Passage:
Inferring Personality from Mobile Phone Behavioral Data

Fanglin Chen, Jianfu Zhou
Department of Computer Science
Dartmouth College
{fanglin.chen.gr, jianfu.zhou.gr}@dartmouth.edu

1  Review

Nowadays, there have been many research papers focusing on using text data to infer human personality [1,2,3]. However, the associations between word categories and personality are relatively weak [1]. To infer personality more accurately, we need to utilize information more than those simple linguistic markers. Massive data from our pervasive smartphones give us this opportunity.
In our project, we focus on inferring human personality, especially five core traits (known as Big Five Personality Traits [4]), by means of looking into the daily mobile phone behavioral data (e.g. social interaction, calling behavior) [5], hoping that we could find out the correlation between mobile phone behavioral data and personality categorization.

Challenge A: Extract the passage of the review from "Nowadays, there have" to "us this opportunity.", inclusive, word for word.

Material:
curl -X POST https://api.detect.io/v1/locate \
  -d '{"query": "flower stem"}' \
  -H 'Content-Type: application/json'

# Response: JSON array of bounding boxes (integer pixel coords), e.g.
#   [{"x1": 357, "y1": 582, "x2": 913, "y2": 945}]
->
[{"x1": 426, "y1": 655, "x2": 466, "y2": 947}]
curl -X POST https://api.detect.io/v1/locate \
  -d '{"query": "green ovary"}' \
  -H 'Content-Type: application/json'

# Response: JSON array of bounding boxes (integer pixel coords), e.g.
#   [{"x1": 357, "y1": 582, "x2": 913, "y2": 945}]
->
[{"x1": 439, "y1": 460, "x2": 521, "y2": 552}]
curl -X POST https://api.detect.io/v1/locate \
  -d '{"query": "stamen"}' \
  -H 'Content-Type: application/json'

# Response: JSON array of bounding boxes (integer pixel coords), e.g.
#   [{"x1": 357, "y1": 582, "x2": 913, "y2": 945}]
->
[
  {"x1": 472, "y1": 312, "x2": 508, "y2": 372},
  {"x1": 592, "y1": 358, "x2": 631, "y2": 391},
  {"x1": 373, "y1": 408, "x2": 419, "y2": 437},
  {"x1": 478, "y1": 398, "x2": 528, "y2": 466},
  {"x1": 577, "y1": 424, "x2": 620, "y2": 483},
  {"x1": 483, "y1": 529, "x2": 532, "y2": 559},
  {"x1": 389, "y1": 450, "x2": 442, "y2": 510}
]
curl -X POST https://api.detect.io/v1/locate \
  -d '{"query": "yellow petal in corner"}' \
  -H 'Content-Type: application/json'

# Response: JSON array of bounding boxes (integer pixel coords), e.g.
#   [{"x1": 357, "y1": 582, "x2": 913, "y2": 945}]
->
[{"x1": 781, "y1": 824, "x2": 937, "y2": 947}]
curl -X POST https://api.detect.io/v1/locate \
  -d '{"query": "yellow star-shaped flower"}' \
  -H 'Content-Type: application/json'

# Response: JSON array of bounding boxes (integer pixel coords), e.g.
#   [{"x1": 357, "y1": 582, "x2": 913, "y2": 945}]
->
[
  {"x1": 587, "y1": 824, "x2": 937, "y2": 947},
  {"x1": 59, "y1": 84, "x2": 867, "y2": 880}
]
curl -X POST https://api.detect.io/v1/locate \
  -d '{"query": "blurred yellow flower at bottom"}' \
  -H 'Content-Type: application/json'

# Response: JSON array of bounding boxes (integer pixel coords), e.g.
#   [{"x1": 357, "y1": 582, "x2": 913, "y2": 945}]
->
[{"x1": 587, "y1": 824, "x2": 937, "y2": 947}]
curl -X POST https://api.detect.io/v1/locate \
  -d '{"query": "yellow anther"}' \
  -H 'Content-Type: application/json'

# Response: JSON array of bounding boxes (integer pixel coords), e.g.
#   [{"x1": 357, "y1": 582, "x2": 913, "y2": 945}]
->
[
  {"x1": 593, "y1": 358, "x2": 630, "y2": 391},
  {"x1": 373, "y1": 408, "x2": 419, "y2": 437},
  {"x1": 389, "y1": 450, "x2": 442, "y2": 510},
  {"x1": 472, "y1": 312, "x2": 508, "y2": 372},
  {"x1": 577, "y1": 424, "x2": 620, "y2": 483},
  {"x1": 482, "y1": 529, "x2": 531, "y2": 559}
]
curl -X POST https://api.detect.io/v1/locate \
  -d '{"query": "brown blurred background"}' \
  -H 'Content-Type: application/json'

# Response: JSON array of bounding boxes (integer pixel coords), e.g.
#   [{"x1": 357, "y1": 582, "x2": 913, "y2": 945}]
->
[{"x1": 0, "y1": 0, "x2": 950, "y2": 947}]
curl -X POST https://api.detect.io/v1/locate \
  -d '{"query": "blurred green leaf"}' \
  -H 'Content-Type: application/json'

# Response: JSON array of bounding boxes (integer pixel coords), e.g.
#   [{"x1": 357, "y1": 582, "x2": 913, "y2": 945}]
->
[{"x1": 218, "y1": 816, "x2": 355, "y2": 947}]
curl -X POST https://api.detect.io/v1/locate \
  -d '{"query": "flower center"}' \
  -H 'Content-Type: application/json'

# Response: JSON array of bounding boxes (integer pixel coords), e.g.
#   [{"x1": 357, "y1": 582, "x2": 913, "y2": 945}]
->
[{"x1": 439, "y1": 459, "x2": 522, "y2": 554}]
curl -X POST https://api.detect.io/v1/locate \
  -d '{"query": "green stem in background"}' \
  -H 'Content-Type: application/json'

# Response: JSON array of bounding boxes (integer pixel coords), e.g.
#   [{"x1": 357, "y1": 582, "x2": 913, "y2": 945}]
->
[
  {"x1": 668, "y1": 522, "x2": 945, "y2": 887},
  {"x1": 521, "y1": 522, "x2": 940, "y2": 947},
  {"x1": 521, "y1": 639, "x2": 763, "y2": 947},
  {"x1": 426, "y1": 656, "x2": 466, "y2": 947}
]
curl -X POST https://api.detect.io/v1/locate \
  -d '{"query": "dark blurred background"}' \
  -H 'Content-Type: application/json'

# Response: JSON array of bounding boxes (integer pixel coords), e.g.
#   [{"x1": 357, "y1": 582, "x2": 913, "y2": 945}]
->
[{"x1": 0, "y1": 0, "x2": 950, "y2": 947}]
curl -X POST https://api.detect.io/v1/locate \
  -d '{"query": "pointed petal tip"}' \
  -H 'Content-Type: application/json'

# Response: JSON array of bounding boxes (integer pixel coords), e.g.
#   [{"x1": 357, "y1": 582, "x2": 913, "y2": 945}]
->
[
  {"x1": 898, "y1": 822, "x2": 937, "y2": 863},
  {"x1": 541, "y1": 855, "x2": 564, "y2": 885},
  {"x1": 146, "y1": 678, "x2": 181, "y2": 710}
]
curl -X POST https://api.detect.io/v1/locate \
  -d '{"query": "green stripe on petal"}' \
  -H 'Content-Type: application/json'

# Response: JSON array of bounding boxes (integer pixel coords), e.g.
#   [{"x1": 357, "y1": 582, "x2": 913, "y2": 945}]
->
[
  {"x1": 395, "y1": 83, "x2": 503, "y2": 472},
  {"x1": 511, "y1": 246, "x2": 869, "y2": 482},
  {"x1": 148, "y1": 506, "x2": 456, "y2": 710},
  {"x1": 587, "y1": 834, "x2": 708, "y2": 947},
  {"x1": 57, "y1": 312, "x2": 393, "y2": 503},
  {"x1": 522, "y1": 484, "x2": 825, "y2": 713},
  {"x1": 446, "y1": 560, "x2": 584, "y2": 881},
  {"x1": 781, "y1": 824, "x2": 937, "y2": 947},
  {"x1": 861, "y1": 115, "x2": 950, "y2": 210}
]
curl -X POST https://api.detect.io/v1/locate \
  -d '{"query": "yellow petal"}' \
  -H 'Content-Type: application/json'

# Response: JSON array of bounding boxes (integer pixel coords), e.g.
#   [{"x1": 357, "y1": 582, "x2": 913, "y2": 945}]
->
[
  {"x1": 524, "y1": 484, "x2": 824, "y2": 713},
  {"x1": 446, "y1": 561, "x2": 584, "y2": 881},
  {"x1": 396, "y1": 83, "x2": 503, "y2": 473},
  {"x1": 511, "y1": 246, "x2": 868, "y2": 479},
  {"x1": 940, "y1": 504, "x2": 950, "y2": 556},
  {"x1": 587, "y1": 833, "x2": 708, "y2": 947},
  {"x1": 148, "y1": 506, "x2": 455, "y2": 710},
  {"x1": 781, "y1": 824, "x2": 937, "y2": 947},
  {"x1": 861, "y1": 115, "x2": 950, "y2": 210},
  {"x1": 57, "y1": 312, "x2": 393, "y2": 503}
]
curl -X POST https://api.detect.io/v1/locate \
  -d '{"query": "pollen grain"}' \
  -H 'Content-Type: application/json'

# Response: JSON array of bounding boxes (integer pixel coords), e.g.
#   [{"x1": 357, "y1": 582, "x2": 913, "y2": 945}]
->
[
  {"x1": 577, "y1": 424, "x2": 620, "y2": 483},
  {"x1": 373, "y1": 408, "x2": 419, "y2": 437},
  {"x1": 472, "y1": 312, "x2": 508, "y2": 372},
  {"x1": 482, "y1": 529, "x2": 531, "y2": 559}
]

Challenge B: Pick out every line in the rows that contains the string "yellow", and copy each such line unchanged.

Exercise response A:
Nowadays, there have been many research papers focusing on using text data to infer human personality [1,2,3]. However, the associations between word categories and personality are relatively weak [1]. To infer personality more accurately, we need to utilize information more than those simple linguistic markers. Massive data from our pervasive smartphones give us this opportunity.

Exercise response B:
  -d '{"query": "yellow petal in corner"}' \
  -d '{"query": "yellow star-shaped flower"}' \
  -d '{"query": "blurred yellow flower at bottom"}' \
  -d '{"query": "yellow anther"}' \
  -d '{"query": "yellow petal"}' \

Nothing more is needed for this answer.